• _Set exercise_: Reproduce each line of the listing below verbatim, with no changes.

• _Raw data_:
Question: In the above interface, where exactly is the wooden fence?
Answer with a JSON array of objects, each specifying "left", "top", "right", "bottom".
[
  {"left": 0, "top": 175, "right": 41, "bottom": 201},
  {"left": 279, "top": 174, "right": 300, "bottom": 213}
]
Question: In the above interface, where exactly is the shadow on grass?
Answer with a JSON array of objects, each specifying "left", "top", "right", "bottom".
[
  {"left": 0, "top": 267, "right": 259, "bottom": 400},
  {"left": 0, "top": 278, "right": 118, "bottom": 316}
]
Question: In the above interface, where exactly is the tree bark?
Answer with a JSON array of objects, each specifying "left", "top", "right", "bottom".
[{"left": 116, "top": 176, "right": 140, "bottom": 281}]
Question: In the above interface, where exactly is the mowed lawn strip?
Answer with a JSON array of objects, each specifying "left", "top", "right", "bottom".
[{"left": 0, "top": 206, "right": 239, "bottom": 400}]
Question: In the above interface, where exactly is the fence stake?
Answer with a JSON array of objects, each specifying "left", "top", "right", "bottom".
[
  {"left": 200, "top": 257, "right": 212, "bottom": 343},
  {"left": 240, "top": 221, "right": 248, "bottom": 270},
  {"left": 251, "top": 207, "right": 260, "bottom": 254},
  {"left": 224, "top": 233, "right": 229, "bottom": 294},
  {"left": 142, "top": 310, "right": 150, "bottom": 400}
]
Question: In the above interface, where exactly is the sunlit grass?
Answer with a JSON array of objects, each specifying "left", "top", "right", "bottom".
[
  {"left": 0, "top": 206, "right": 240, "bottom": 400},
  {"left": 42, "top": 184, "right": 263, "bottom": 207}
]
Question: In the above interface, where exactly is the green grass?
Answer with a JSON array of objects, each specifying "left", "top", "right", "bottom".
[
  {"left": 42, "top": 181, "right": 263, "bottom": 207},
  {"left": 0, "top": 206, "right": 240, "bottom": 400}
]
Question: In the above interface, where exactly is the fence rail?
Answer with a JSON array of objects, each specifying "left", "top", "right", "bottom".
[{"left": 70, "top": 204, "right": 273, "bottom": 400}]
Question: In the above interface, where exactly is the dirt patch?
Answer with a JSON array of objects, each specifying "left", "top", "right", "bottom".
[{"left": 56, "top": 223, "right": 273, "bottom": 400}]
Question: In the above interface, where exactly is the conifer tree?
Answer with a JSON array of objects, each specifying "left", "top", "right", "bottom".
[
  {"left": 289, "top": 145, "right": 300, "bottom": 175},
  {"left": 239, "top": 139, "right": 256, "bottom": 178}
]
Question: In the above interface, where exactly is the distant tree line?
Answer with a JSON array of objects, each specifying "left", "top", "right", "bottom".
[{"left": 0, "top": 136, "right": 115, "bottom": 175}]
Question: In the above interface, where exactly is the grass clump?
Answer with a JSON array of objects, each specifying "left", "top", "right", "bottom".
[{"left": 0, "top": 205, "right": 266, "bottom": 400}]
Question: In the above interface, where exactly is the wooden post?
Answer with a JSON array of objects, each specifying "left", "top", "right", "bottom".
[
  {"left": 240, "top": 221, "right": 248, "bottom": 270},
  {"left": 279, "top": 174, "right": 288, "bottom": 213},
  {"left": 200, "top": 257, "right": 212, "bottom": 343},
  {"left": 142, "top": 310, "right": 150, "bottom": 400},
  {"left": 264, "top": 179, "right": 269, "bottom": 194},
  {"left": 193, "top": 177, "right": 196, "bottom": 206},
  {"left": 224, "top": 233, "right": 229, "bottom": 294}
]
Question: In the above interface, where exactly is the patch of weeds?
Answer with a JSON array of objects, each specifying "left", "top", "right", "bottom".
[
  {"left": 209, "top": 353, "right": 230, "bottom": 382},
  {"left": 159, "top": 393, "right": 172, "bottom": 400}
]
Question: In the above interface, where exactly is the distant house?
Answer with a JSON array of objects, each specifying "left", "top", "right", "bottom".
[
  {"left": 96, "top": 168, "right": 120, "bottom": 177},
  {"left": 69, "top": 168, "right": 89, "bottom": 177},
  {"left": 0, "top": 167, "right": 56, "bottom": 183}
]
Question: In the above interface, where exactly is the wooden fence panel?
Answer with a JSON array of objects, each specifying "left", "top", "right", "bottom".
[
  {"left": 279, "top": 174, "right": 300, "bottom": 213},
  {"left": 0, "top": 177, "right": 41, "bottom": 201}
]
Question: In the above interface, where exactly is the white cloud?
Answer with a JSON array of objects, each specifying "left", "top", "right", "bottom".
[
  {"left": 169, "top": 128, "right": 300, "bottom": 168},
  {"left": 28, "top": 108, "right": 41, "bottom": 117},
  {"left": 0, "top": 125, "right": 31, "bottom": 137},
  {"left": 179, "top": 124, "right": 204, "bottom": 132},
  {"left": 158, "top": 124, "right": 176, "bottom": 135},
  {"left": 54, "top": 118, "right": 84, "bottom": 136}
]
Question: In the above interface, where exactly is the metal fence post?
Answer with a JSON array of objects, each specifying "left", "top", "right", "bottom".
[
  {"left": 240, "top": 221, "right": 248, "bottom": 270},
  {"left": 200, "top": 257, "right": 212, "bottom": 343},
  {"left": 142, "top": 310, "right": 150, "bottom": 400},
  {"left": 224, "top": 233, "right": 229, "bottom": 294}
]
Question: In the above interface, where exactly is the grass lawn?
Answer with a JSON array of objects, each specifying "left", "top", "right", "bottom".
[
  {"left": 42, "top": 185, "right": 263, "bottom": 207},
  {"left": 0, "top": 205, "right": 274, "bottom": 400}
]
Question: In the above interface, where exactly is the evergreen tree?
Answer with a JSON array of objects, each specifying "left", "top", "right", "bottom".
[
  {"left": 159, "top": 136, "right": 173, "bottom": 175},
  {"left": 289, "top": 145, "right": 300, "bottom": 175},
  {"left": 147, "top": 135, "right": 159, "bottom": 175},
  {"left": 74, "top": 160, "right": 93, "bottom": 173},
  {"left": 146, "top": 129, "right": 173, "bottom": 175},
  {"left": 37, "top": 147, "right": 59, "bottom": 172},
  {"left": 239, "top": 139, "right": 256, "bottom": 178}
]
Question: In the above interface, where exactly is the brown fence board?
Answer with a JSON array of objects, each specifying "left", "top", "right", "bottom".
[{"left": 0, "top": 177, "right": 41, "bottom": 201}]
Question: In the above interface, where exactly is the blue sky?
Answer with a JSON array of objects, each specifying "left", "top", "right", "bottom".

• _Full response_:
Question: In the above interface, where exactly is the wooden fence?
Answer with a JSON array of objects, each specifying "left", "top", "right", "bottom".
[
  {"left": 0, "top": 175, "right": 41, "bottom": 201},
  {"left": 279, "top": 174, "right": 300, "bottom": 213}
]
Question: In the above interface, where exactly is the shadow on grass?
Answer with a JSON array of objects, each specifying "left", "top", "right", "bottom".
[
  {"left": 0, "top": 267, "right": 259, "bottom": 400},
  {"left": 0, "top": 278, "right": 118, "bottom": 316}
]
Question: In the above interface, where exactly is the tree bark?
Answer with a JSON array of objects, each specifying "left", "top", "right", "bottom".
[{"left": 116, "top": 176, "right": 140, "bottom": 281}]
Question: In the above interface, where exactly is the mowed lawn strip?
Answer with a JSON array of objects, each specifying "left", "top", "right", "bottom".
[{"left": 0, "top": 206, "right": 239, "bottom": 400}]
Question: In the above interface, where exactly is the fence stake?
Answer with a JSON array of objects, each specifying "left", "top", "right", "bottom".
[
  {"left": 200, "top": 257, "right": 212, "bottom": 343},
  {"left": 240, "top": 221, "right": 248, "bottom": 270},
  {"left": 251, "top": 207, "right": 260, "bottom": 254},
  {"left": 224, "top": 233, "right": 229, "bottom": 294},
  {"left": 142, "top": 310, "right": 150, "bottom": 400}
]
Question: In the above interface, where exactly is the sunlit grass?
Answer with a JSON array of objects, each specifying "left", "top", "right", "bottom".
[
  {"left": 0, "top": 206, "right": 240, "bottom": 400},
  {"left": 42, "top": 184, "right": 263, "bottom": 207}
]
Question: In the above interface, where exactly is the green grass?
Answer with a JSON array of objects, each specifying "left", "top", "right", "bottom".
[
  {"left": 42, "top": 181, "right": 263, "bottom": 207},
  {"left": 0, "top": 206, "right": 240, "bottom": 400}
]
Question: In the above interface, where exactly is the fence rail?
Answer with a JSON array of objects, each specifying "left", "top", "right", "bottom".
[{"left": 70, "top": 204, "right": 273, "bottom": 400}]
Question: In the above interface, where exactly is the dirt patch?
Answer with a JSON array of objects, each specifying "left", "top", "right", "bottom".
[{"left": 56, "top": 223, "right": 273, "bottom": 400}]
Question: In the above interface, where exactly is the conifer tree?
Answer with a JSON array of objects, each specifying "left", "top", "right", "bottom".
[
  {"left": 289, "top": 145, "right": 300, "bottom": 175},
  {"left": 239, "top": 139, "right": 256, "bottom": 178}
]
Question: In the above interface, where exactly is the distant tree line?
Answer with a JSON array of objects, each specifying "left", "top", "right", "bottom".
[{"left": 0, "top": 136, "right": 115, "bottom": 175}]
Question: In the above interface, where exactly is the grass clump?
Answer with a JSON array of objects, each specifying "left", "top", "right", "bottom".
[{"left": 0, "top": 205, "right": 266, "bottom": 400}]
Question: In the above interface, where exactly is the wooden post?
Answer with a JSON array of objects, each specifying "left", "top", "right", "bottom".
[
  {"left": 240, "top": 221, "right": 248, "bottom": 270},
  {"left": 279, "top": 174, "right": 288, "bottom": 213},
  {"left": 200, "top": 257, "right": 212, "bottom": 343},
  {"left": 142, "top": 310, "right": 150, "bottom": 400},
  {"left": 264, "top": 179, "right": 269, "bottom": 194},
  {"left": 193, "top": 177, "right": 196, "bottom": 206},
  {"left": 224, "top": 233, "right": 229, "bottom": 294}
]
Question: In the above interface, where exactly is the patch of weeds?
Answer with a JSON array of objects, each specifying "left", "top", "right", "bottom".
[
  {"left": 209, "top": 353, "right": 230, "bottom": 382},
  {"left": 159, "top": 393, "right": 172, "bottom": 400}
]
Question: In the above interface, where exactly is the distant house?
Answer with a JSON array of objects, each specifying "left", "top", "right", "bottom".
[
  {"left": 96, "top": 168, "right": 120, "bottom": 177},
  {"left": 69, "top": 168, "right": 89, "bottom": 177},
  {"left": 0, "top": 167, "right": 56, "bottom": 183}
]
Question: In the above interface, where exactly is the wooden fence panel?
Answer with a JSON array of objects, each specifying "left", "top", "right", "bottom".
[
  {"left": 279, "top": 174, "right": 300, "bottom": 213},
  {"left": 0, "top": 177, "right": 41, "bottom": 201}
]
Question: In the above interface, where exactly is the white cloud?
Answer with a JSON array of objects, each specifying "left", "top", "right", "bottom".
[
  {"left": 169, "top": 128, "right": 300, "bottom": 168},
  {"left": 28, "top": 108, "right": 41, "bottom": 117},
  {"left": 0, "top": 125, "right": 31, "bottom": 137},
  {"left": 179, "top": 124, "right": 204, "bottom": 132},
  {"left": 158, "top": 124, "right": 176, "bottom": 135},
  {"left": 54, "top": 118, "right": 84, "bottom": 136}
]
Question: In the above interface, where exactly is the metal fence post?
Answer with a JSON array of objects, each specifying "left", "top", "right", "bottom".
[
  {"left": 240, "top": 221, "right": 248, "bottom": 270},
  {"left": 200, "top": 257, "right": 212, "bottom": 343},
  {"left": 142, "top": 310, "right": 150, "bottom": 400},
  {"left": 224, "top": 233, "right": 229, "bottom": 294}
]
Question: In the above interface, where exactly is the grass lawn?
Answer with a JSON array of objects, each specifying "left", "top", "right", "bottom".
[
  {"left": 42, "top": 185, "right": 263, "bottom": 207},
  {"left": 0, "top": 205, "right": 274, "bottom": 400}
]
Question: In the above interface, where exactly is the evergreen tree?
Answer with a JSON array of objects, each specifying "left", "top", "right", "bottom".
[
  {"left": 159, "top": 136, "right": 173, "bottom": 175},
  {"left": 289, "top": 145, "right": 300, "bottom": 175},
  {"left": 147, "top": 135, "right": 159, "bottom": 175},
  {"left": 74, "top": 160, "right": 93, "bottom": 173},
  {"left": 146, "top": 129, "right": 173, "bottom": 175},
  {"left": 37, "top": 147, "right": 59, "bottom": 172},
  {"left": 239, "top": 139, "right": 256, "bottom": 178}
]
Question: In the above interface, where exactly is the brown fence board?
Answer with a JSON array of objects, each specifying "left", "top", "right", "bottom".
[{"left": 0, "top": 177, "right": 41, "bottom": 201}]
Question: In the above interface, where exactly is the blue sky?
Answer with a JSON array of objects, each specifying "left", "top", "right", "bottom".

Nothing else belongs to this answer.